PROBLEM DESCRIPTION: Lay out the lines from the one containing "Provide the mask of every instance of the black" through the last line as a Markdown table with the columns Row and Line, omitting any blank lines.

Object outline annotations:
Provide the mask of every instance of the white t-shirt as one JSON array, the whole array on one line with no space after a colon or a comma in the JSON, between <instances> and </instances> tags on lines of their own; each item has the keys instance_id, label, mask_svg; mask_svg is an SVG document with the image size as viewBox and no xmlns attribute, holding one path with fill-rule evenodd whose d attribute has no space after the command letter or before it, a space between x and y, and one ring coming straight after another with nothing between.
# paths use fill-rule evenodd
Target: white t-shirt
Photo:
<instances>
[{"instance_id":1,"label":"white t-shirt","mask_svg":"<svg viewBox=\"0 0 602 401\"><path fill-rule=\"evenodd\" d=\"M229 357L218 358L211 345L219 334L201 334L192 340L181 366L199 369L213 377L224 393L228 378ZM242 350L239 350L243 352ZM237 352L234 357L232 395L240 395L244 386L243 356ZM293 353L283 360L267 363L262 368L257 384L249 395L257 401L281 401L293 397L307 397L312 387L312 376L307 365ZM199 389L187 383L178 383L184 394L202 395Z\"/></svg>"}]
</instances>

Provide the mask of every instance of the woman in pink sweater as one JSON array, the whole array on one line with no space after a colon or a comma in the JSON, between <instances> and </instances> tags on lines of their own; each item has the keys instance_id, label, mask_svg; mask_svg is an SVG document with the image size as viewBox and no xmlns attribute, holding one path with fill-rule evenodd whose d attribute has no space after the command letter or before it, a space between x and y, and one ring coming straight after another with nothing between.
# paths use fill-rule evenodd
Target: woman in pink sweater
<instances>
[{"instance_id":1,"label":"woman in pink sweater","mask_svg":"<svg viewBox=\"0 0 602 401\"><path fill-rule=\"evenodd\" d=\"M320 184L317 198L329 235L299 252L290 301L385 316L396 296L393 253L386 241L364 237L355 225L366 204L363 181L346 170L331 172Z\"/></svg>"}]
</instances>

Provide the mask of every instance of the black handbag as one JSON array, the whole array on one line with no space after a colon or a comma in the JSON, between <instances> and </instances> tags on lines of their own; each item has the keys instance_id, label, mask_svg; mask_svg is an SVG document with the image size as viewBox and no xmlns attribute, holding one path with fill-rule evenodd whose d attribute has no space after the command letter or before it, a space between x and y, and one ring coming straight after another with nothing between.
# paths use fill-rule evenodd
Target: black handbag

THE REPLY:
| Row | Line |
|---|---|
| 1 | Provide the mask of every instance of the black handbag as one JSON array, the whole array on one line with no space after a colon or a comma in the JSON, between <instances> and </instances> tags on lines of their own; each item has the keys instance_id, label, mask_svg; mask_svg is an SVG document with the image size as viewBox and no xmlns attribute, holding one path with fill-rule evenodd whose d attribute has no space after the command letter or before it, a space between x and y, and one ring coming straight after another with nothing between. |
| 2 | # paths use fill-rule evenodd |
| 3 | Target: black handbag |